Directions for this task
Can you render the stretch of the material below, from the line containing "For the evaluation set, tag each instance of the large" through the end, as a numbered list with blank lines left out?

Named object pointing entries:
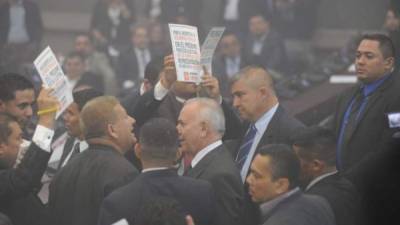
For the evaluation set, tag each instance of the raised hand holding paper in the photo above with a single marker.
(53, 77)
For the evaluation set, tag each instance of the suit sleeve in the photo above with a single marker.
(229, 200)
(26, 177)
(106, 216)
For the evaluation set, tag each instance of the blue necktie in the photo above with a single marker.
(246, 146)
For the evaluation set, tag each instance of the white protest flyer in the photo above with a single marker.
(186, 49)
(209, 46)
(53, 77)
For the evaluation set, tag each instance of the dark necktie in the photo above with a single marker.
(69, 143)
(76, 150)
(246, 146)
(353, 116)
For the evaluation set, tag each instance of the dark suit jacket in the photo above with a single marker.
(280, 129)
(342, 197)
(196, 197)
(92, 80)
(300, 209)
(219, 71)
(218, 168)
(33, 21)
(372, 132)
(128, 67)
(101, 21)
(170, 9)
(78, 189)
(25, 179)
(246, 9)
(371, 158)
(273, 53)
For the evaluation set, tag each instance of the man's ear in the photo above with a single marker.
(2, 150)
(389, 62)
(317, 166)
(2, 106)
(138, 151)
(282, 185)
(111, 131)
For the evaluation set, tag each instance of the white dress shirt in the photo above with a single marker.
(202, 153)
(42, 137)
(231, 12)
(261, 125)
(317, 179)
(18, 33)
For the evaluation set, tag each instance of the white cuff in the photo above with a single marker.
(160, 91)
(42, 137)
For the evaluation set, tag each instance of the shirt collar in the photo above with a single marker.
(201, 154)
(154, 169)
(268, 206)
(370, 88)
(317, 179)
(265, 119)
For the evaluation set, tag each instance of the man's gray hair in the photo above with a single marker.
(210, 111)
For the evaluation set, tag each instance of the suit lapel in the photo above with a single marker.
(343, 106)
(272, 129)
(377, 95)
(204, 162)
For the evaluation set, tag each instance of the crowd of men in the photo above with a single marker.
(139, 147)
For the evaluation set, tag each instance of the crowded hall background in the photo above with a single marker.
(297, 122)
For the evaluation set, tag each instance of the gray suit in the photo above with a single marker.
(299, 209)
(218, 168)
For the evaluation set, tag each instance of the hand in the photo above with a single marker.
(126, 13)
(211, 85)
(46, 101)
(189, 220)
(169, 76)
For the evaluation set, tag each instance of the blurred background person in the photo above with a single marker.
(78, 77)
(264, 46)
(96, 62)
(133, 61)
(21, 31)
(110, 25)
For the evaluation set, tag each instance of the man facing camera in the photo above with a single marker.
(158, 150)
(77, 191)
(201, 125)
(273, 185)
(25, 178)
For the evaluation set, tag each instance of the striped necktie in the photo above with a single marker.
(246, 146)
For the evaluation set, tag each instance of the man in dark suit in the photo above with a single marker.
(273, 181)
(78, 78)
(228, 63)
(169, 11)
(25, 178)
(264, 46)
(316, 149)
(157, 151)
(266, 122)
(363, 127)
(77, 191)
(132, 63)
(201, 125)
(21, 31)
(236, 13)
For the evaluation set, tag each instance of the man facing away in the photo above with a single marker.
(158, 150)
(77, 191)
(273, 185)
(201, 125)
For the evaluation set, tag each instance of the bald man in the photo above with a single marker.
(77, 191)
(265, 121)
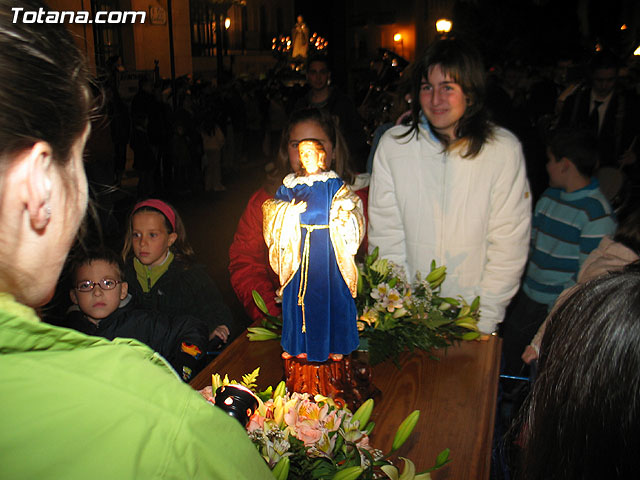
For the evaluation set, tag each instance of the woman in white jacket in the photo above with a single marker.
(453, 187)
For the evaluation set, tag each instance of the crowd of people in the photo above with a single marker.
(448, 180)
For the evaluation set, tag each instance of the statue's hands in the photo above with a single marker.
(346, 204)
(299, 207)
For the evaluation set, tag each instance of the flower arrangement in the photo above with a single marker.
(311, 437)
(395, 315)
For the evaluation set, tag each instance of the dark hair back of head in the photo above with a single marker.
(583, 413)
(85, 257)
(33, 55)
(578, 145)
(604, 59)
(318, 58)
(463, 63)
(628, 231)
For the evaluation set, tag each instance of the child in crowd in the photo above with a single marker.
(162, 275)
(612, 254)
(104, 309)
(570, 219)
(248, 255)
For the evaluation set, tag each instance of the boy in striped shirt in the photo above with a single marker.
(569, 220)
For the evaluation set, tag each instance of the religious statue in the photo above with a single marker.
(300, 39)
(313, 228)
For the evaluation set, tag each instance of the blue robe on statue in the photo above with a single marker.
(328, 323)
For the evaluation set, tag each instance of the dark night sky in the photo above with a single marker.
(531, 30)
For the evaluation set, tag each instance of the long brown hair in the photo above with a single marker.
(462, 62)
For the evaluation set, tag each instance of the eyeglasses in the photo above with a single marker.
(104, 284)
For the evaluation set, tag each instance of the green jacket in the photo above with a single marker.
(74, 406)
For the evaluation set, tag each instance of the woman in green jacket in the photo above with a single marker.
(74, 406)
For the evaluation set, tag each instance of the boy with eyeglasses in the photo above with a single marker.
(103, 308)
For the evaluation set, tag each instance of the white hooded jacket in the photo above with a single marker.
(471, 214)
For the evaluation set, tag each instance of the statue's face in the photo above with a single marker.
(312, 156)
(308, 131)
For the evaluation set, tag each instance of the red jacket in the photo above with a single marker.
(249, 259)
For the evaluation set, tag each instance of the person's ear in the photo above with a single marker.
(124, 290)
(172, 238)
(37, 174)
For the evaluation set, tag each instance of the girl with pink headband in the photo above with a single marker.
(162, 273)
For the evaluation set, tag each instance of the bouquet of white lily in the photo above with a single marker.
(311, 437)
(395, 315)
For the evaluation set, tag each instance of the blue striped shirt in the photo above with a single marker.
(566, 227)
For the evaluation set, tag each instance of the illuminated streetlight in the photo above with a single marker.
(443, 26)
(398, 39)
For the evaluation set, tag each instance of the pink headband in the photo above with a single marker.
(166, 210)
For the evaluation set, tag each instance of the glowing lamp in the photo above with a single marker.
(443, 26)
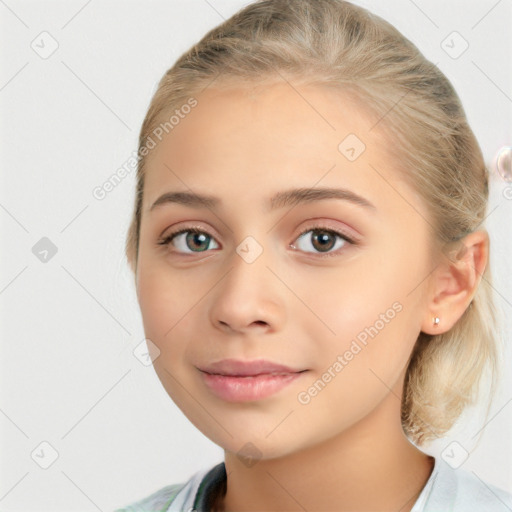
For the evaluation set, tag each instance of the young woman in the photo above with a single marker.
(311, 264)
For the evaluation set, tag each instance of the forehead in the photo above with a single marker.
(245, 140)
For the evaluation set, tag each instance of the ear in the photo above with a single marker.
(455, 281)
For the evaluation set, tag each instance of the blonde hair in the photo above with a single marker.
(335, 43)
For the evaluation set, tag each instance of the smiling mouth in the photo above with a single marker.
(247, 388)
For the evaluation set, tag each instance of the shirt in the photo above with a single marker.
(446, 490)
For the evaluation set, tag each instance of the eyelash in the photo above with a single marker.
(169, 238)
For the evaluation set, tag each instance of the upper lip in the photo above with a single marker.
(238, 367)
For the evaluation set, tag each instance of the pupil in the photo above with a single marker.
(192, 238)
(323, 238)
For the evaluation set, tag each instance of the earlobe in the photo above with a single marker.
(455, 282)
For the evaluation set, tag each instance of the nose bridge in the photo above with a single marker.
(249, 292)
(249, 266)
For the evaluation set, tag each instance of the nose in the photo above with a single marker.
(249, 298)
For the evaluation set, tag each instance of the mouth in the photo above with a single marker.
(242, 381)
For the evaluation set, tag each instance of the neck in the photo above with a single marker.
(370, 466)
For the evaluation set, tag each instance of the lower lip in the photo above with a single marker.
(244, 389)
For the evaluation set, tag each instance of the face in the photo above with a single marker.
(327, 286)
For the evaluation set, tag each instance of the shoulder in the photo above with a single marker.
(169, 498)
(459, 490)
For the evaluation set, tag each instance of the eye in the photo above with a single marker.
(322, 240)
(189, 238)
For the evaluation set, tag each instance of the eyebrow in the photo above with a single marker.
(282, 199)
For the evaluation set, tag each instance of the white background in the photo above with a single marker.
(69, 326)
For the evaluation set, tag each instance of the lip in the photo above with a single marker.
(241, 381)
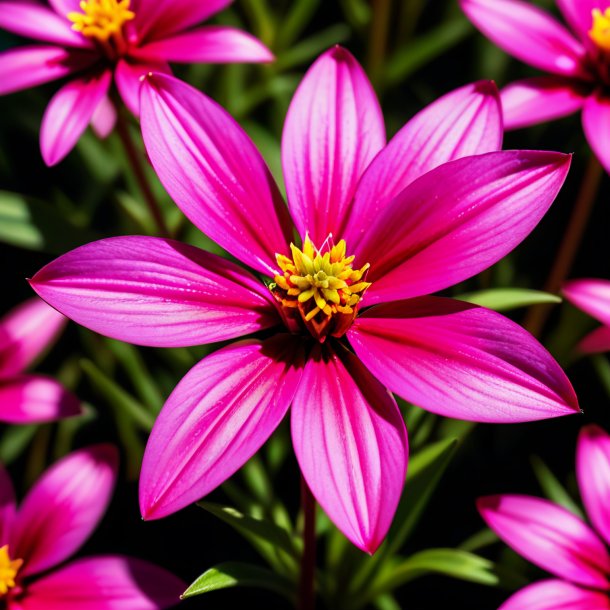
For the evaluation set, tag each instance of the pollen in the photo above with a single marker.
(320, 287)
(101, 19)
(600, 29)
(8, 570)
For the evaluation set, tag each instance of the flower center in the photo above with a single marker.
(319, 288)
(8, 570)
(600, 29)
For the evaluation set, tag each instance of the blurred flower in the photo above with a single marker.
(415, 216)
(558, 541)
(54, 520)
(25, 332)
(93, 40)
(593, 297)
(580, 64)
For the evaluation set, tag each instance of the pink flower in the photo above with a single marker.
(93, 40)
(379, 225)
(25, 333)
(558, 541)
(593, 297)
(579, 64)
(54, 520)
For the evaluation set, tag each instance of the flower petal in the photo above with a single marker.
(25, 333)
(153, 291)
(69, 113)
(549, 536)
(29, 399)
(556, 595)
(461, 361)
(27, 67)
(529, 34)
(74, 493)
(351, 443)
(593, 473)
(457, 220)
(596, 124)
(467, 121)
(213, 172)
(218, 416)
(333, 129)
(211, 44)
(107, 582)
(544, 98)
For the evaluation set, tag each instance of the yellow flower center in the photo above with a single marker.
(8, 570)
(600, 29)
(101, 19)
(321, 290)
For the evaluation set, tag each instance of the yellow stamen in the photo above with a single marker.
(101, 19)
(600, 29)
(8, 570)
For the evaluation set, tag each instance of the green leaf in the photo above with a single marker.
(504, 299)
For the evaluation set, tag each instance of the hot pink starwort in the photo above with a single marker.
(593, 297)
(54, 520)
(341, 318)
(25, 333)
(559, 541)
(93, 42)
(579, 62)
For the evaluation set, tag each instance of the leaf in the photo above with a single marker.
(504, 299)
(237, 574)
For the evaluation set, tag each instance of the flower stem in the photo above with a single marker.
(306, 600)
(134, 158)
(537, 315)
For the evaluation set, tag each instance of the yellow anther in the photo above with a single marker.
(600, 28)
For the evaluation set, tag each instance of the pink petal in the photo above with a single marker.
(596, 124)
(556, 595)
(465, 122)
(212, 170)
(26, 67)
(152, 291)
(333, 129)
(590, 295)
(461, 361)
(69, 113)
(535, 100)
(528, 33)
(29, 399)
(218, 416)
(457, 220)
(25, 333)
(33, 20)
(211, 44)
(74, 493)
(593, 472)
(549, 536)
(351, 443)
(108, 582)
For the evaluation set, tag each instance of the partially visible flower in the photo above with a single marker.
(593, 297)
(96, 41)
(558, 541)
(381, 225)
(579, 62)
(53, 521)
(25, 333)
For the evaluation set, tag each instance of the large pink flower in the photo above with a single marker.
(558, 541)
(25, 333)
(54, 520)
(593, 297)
(579, 65)
(379, 225)
(92, 40)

Right answer
1. For the evaluation set, tag each instance of the large pink flower in the photo above with a single marker.
2. (558, 541)
3. (25, 333)
4. (54, 520)
5. (593, 297)
6. (579, 65)
7. (379, 225)
8. (92, 40)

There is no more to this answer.